### PAGE EXCERPT
Mexico Quietly Building Aviation Industry

SourceMex Economic News & Analysis on Mexico, June 6, 2007 | Go to article overview

Mexico Quietly Building Aviation Industry


Mexico has been quietly building an aeronautics industry during the last few years, with plants in Puebla, Queretaro, Baja California, and Nuevo Leon states all involved in producing parts for aircraft. One company, Canada's Bombardier Aerospace, is hoping to begin producing small aircraft at its facility in Queretaro state in the next few years. But the Mexican aeronautics industry is expanding beyond simple manufacturing, with many operations also involved in consulting, testing, and other services for aeronautics companies in the US and Canada.

The growth of the Mexican aeronautics industry has occurred primarily in the past decade, with Mexican exports of aerospace products increasing by 60% in 2006 relative to 2000. The Secretaria de Economia (SE) estimates that the aeronautics sector now employs about 10,000 workers and is responsible for about US$500 million in exports annually. Officials say Mexico's aerospace industry comprises about 125 companies.

Some industry observers say heavy industry such as aeronautics and automobile assembly offer new options for Mexico, which is rapidly losing other types of manufacturing operations to China and other low-wage countries in Asia and Central America. "Mexico has no choice," said the Los Angeles Times. "It's fast losing basic industries such as textiles to nations with cheaper labor."

The growth of the aeronautics industry could also attract other types of high-impact investment into Mexico, such as electronics and metallurgy, supporters say.

### WRITTEN INSTRUCTION
Continue the article on Mexico's aviation industry, starting after its last sentence.

### MATERIAL PROVIDED
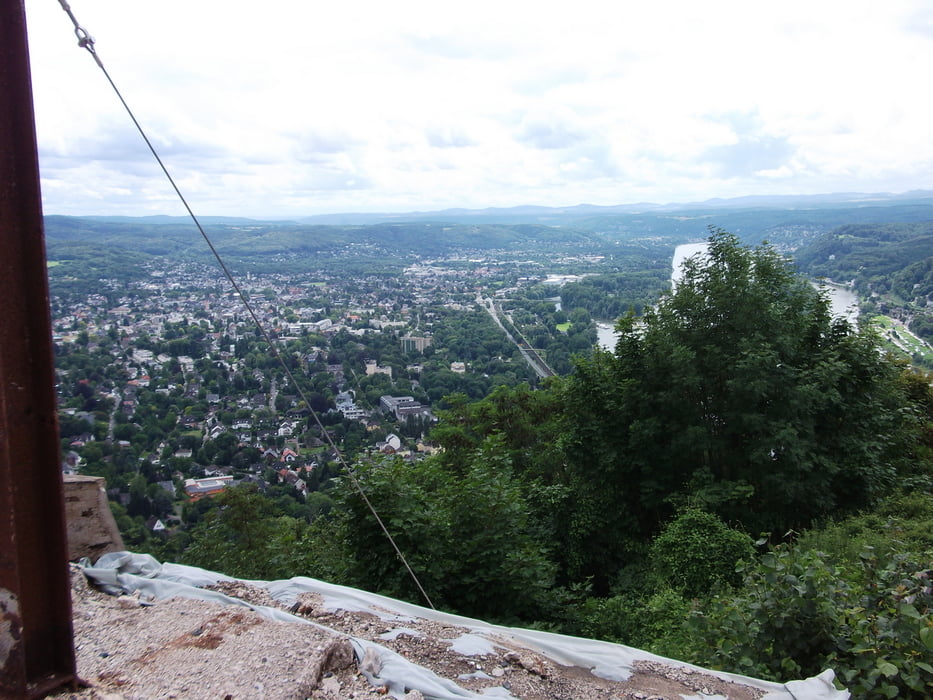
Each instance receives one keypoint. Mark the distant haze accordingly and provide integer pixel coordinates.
(298, 109)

### ANSWER TO THE PROBLEM
Still, the industry is fairly young. Among the most prominent operations is the Avipro Aircraft Ltd. plant in Puebla state, which produces parts for Bearhawk airplanes. Others are the McDonnell Douglas plant in Monterrey, which has manufactured fuselages for helicopters for just a few years. In Queretaro, Bombardier Aerospace has manufactured tail rudders and stabilizers for executive aircraft for less than two years.

European companies also view Mexico as fertile ground to establish operations. The SE said French-based Labinal plans to establish a plant in Chihuahua to manufacture electronic components for the European aerospace giant Airbus. Similarly, British aerospace manufacturer Smiths plans to invest about US$25 million in a plant in Monterrey to manufacture aerospace components to be shipped to a facility in England. The SE said the French company Messier Services is planning to construct a plant in Queretaro to restore landing gear for A320 and A340 Airbus aircraft.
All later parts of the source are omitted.